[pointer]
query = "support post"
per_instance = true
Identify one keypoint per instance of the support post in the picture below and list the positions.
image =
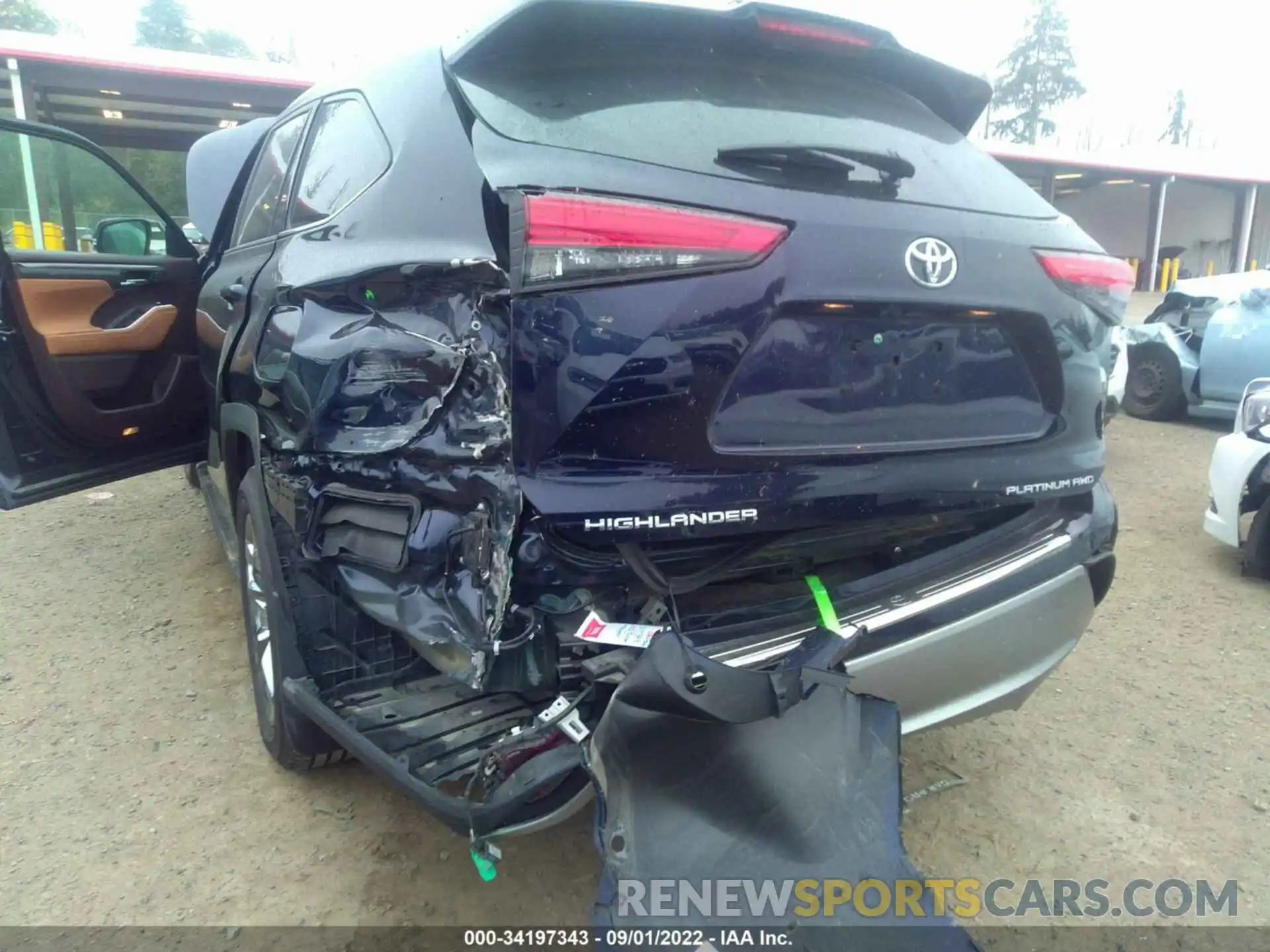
(1155, 226)
(1241, 240)
(28, 167)
(1047, 187)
□ □ □ □ □ □ □
* **WHAT IS NEEDED**:
Only a number is wanted here: how many lines of the data hold the string "support".

* **EXPECTED ANSWER**:
2